• **What is required**
Rewrite the lines below as a Markdown table with the columns Row and Line, numbering each row and skipping any blank lines.

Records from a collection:

────────────────────

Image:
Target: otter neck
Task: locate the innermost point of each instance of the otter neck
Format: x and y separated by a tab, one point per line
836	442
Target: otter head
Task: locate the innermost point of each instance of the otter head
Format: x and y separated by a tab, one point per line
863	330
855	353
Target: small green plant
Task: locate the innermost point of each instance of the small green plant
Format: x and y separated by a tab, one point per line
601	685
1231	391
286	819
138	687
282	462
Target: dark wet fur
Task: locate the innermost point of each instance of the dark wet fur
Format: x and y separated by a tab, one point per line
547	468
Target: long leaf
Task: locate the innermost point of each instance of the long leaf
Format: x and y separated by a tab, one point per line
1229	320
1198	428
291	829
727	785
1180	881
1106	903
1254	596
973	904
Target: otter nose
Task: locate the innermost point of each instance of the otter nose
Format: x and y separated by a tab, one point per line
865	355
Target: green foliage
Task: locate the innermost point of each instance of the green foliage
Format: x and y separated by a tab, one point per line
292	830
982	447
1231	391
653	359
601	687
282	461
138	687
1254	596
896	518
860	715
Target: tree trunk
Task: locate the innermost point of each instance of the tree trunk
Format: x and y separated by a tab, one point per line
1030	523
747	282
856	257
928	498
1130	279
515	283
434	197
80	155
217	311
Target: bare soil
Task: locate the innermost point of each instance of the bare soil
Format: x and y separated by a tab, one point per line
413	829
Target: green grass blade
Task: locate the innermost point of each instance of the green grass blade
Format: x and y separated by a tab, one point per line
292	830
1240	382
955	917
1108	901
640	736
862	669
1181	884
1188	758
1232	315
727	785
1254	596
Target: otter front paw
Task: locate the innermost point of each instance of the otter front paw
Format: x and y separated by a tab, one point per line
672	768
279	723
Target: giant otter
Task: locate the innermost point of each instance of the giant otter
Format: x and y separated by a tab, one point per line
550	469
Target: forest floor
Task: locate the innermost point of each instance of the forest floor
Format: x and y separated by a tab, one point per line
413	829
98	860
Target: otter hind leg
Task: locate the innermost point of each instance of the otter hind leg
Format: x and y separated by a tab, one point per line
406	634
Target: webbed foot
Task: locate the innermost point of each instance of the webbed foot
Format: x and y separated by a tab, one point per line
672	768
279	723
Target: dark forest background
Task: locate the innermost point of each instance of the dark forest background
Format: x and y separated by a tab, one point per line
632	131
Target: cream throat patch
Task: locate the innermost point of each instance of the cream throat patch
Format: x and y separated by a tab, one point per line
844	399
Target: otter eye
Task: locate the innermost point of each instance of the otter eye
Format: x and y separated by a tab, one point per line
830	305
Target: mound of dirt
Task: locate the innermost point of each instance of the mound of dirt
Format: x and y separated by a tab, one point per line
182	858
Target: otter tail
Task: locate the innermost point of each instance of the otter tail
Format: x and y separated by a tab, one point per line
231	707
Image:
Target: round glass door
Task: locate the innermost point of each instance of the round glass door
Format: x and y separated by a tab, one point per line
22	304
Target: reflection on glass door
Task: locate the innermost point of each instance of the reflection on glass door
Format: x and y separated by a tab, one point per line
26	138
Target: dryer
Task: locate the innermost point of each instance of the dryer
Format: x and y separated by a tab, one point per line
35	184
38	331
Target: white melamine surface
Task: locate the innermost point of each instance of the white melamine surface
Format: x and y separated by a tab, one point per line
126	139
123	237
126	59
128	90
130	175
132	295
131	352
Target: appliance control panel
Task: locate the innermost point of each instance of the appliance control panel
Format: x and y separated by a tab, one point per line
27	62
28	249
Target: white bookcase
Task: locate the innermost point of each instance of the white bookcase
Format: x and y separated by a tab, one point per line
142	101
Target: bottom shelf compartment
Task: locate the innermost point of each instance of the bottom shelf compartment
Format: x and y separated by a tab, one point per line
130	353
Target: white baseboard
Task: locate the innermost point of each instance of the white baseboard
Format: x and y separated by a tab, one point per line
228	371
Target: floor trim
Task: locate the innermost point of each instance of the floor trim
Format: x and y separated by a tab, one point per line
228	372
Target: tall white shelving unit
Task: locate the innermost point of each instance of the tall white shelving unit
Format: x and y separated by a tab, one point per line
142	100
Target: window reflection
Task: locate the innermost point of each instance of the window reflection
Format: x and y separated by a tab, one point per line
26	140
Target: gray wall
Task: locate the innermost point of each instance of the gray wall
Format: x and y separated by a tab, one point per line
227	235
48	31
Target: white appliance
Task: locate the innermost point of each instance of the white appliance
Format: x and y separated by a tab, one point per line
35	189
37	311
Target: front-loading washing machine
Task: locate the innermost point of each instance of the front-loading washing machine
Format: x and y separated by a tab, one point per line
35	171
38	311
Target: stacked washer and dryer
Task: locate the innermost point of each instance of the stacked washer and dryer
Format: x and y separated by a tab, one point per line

────────────────────

• **Problem solution**
| Row | Line |
|---|---|
| 1 | Image: |
| 2 | Target: otter neck |
| 3 | Task: locate the innermost point of each instance of the otter neck |
| 4 | Format: x and y separated by a tab, one point per line |
| 5 | 836	442 |
| 6 | Target: otter head |
| 7 | Task: locate the innermost point of each instance of the otter head |
| 8 | Format: x and y separated by a tab, one point per line |
| 9 | 863	330 |
| 10 | 855	353 |
| 11 | Target: small green plant |
| 12 | Task: locate the innermost point of each instance of the small green plant |
| 13 | Format: x and y separated by a tab, one point per line |
| 14 | 601	685 |
| 15 | 1231	391 |
| 16 | 286	819 |
| 17 | 138	687 |
| 18 | 282	462 |
| 19 | Target: dark wet fur |
| 20 | Task: locate the innermost point of each instance of the dark wet fur |
| 21 | Format: x and y separated by a tab, one point per line |
| 22 | 547	468 |
| 23 | Target: long leaf |
| 24 | Task: locate the innermost point of each instance of the long leaf |
| 25 | Format: x and y separated by a tab, one point per line |
| 26 | 1229	320 |
| 27 | 1198	428 |
| 28 | 291	829 |
| 29 | 727	785 |
| 30 | 1180	881 |
| 31 | 1106	903 |
| 32 | 1254	596 |
| 33 | 973	904 |
| 34 | Target: otter nose |
| 35 | Task: locate the innermost point of each instance of the otter nose |
| 36 | Format: x and y separated by a tab, one point per line |
| 37 | 865	355 |
| 38 | Target: green foliage |
| 39 | Task: locate the innermost point of each instance of the green foliage |
| 40 | Format: x and y separated by a tab, one point per line |
| 41 | 292	830 |
| 42 | 982	447 |
| 43 | 1231	391 |
| 44 | 653	359 |
| 45 | 601	687 |
| 46 | 282	461 |
| 47 | 138	687 |
| 48 | 1254	596 |
| 49 | 896	518 |
| 50 | 860	715 |
| 51 | Target: tree trunk |
| 52 | Task: locate the innermost point of each instance of the tree trunk |
| 53 | Format: x and y separated by a tab, one point per line |
| 54 | 1030	523 |
| 55 | 747	282 |
| 56 | 856	257 |
| 57 | 928	498 |
| 58 | 1130	279 |
| 59 | 515	283 |
| 60 | 434	197 |
| 61 | 80	155 |
| 62 | 217	311 |
| 63 | Target: bare soil |
| 64 | Task: locate the innermost point of each instance of the bare soil |
| 65 | Format: x and y separated by a tab, one point per line |
| 66 | 413	829 |
| 67 | Target: green grass blade |
| 68 | Task: locate the innermost point of each instance of the green grass blade |
| 69 | Format: x and y separated by a tab, one point per line |
| 70 | 292	830 |
| 71 | 1240	382 |
| 72 | 955	917 |
| 73 | 1108	901 |
| 74 | 640	736 |
| 75 | 862	669 |
| 76 | 1181	884 |
| 77 | 1188	758 |
| 78 | 1232	315 |
| 79 | 727	785 |
| 80 | 1254	596 |
| 81 | Target: otter front paw |
| 82 | Task: locate the innermost point of each instance of the otter front paw |
| 83 | Format: x and y separated by a tab, one point per line |
| 84 | 672	768 |
| 85 | 279	723 |
| 86 | Target: giant otter |
| 87 | Task: locate the innermost point of each instance of the giant otter |
| 88 | Format: x and y separated by a tab, one point per line |
| 89 | 550	469 |
| 90 | Target: forest floor |
| 91 | Task: locate the innermost point of each instance of the forest floor |
| 92 | Format: x and y separated by a tab, one point per line |
| 93 | 413	829 |
| 94 | 98	860 |
| 95 | Target: otter hind leg |
| 96 | Task: locate the innermost point of each instance of the otter hind leg |
| 97 | Format: x and y separated by a tab, one point per line |
| 98 | 406	634 |
| 99 | Target: webbed foot |
| 100 | Task: locate the innermost point of each instance of the webbed foot |
| 101 | Format: x and y separated by a tab, one point per line |
| 102 | 672	768 |
| 103 | 279	723 |
| 104 | Target: dark forest background |
| 105 | Task: locate the innermost point of each instance of the dark forest background |
| 106 | Format: x and y separated by a tab, one point per line |
| 107 | 632	131 |
| 108 | Target: cream throat patch |
| 109 | Task: locate the innermost point of each instance of the cream throat patch |
| 110 | Format: x and y separated by a tab, one point per line |
| 111 | 844	399 |
| 112 | Target: otter eye |
| 113 | Task: locate the innermost point of each instance of the otter eye |
| 114 | Format: x and y separated by a tab, one point per line |
| 115 | 830	305 |
| 116 | Target: mound of dirt |
| 117 | Task: locate the innermost point of each instance of the mound of dirt |
| 118 | Format: x and y separated by a tab, one point per line |
| 119 | 182	858 |
| 120 | Target: otter tail |
| 121 | Task: locate the innermost point of each instance of the otter tail |
| 122 | Format: x and y separated by a tab, one point per line |
| 123 | 231	707 |
| 124 | Image: |
| 125 | Target: round glass door |
| 126 | Task: locate the innermost point of each instance of the round glass door |
| 127 | Format: x and y separated by a tab, one point per line |
| 128 | 22	304 |
| 129 | Target: reflection on glass door |
| 130 | Task: locate the innermost point of each instance of the reflection on glass door |
| 131 | Format: x and y separated by a tab, one point per line |
| 132 | 26	138 |
| 133 | Target: dryer |
| 134 | Task: locate the innermost point of each instance of the dryer |
| 135 | Format: x and y separated by a tab, one point per line |
| 136 | 35	184 |
| 137 | 38	331 |
| 138 | Target: white melamine surface |
| 139 | Task: locate the innermost point of each instance of the white melamine surface |
| 140 | Format: x and y separated by a tab, one point per line |
| 141 | 126	139 |
| 142 | 123	237 |
| 143 | 126	59 |
| 144 | 128	90 |
| 145 | 130	175 |
| 146 | 132	295 |
| 147 | 131	352 |
| 148 | Target: appliance control panel |
| 149 | Task: locate the innermost point of each instance of the appliance control panel |
| 150 | Format: x and y separated by a tab, one point per line |
| 151 | 27	62 |
| 152 | 28	249 |
| 153 | Target: white bookcase |
| 154 | Task: locate the innermost point of each instance of the white bookcase |
| 155 | Format: x and y separated by a tab, one point per line |
| 156 | 142	101 |
| 157 | Target: bottom shelf compartment |
| 158 | Task: locate the innermost point of each instance of the bottom shelf compartment |
| 159 | Format: x and y separated by a tab, one point per line |
| 160 | 130	353 |
| 161 | Target: white baseboard |
| 162 | Task: locate the innermost point of each instance of the white baseboard |
| 163 | Format: x and y separated by a tab, one point per line |
| 164 | 228	371 |
| 165 | Target: floor trim |
| 166 | Task: locate the innermost point of each instance of the floor trim |
| 167 | Format: x and y separated by a tab, one point per line |
| 168 | 228	372 |
| 169 | Target: tall white shelving unit |
| 170 | Task: locate the innermost point of each instance of the tall white shelving unit |
| 171 | Format: x and y separated by a tab, one point per line |
| 172 | 142	100 |
| 173 | Target: window reflection |
| 174 | Task: locate the innermost point of each instance of the window reflection |
| 175 | Format: x and y separated by a tab, one point per line |
| 176 | 26	140 |
| 177 | Target: gray wall |
| 178 | Task: locate the innermost point of each instance of the gray wall |
| 179 | Format: x and y separated by a tab, one point per line |
| 180 | 227	235 |
| 181 | 48	31 |
| 182 | Target: white appliance |
| 183 | Task: locate the innermost point of each instance of the white appliance |
| 184 | Format: x and y separated by a tab, one point per line |
| 185 | 35	189 |
| 186 | 37	311 |
| 187 | Target: front-loading washing machine |
| 188 | Task: locate the innermost point of each instance of the front-loading washing machine |
| 189 | Format: x and y separated by a tab, one point per line |
| 190 | 35	171 |
| 191 | 38	311 |
| 192 | Target: stacked washer and dryer |
| 193 | Task: locate the innermost point of each instance of the stacked washer and dryer |
| 194 | Format: x and y separated by a tab, one point per line |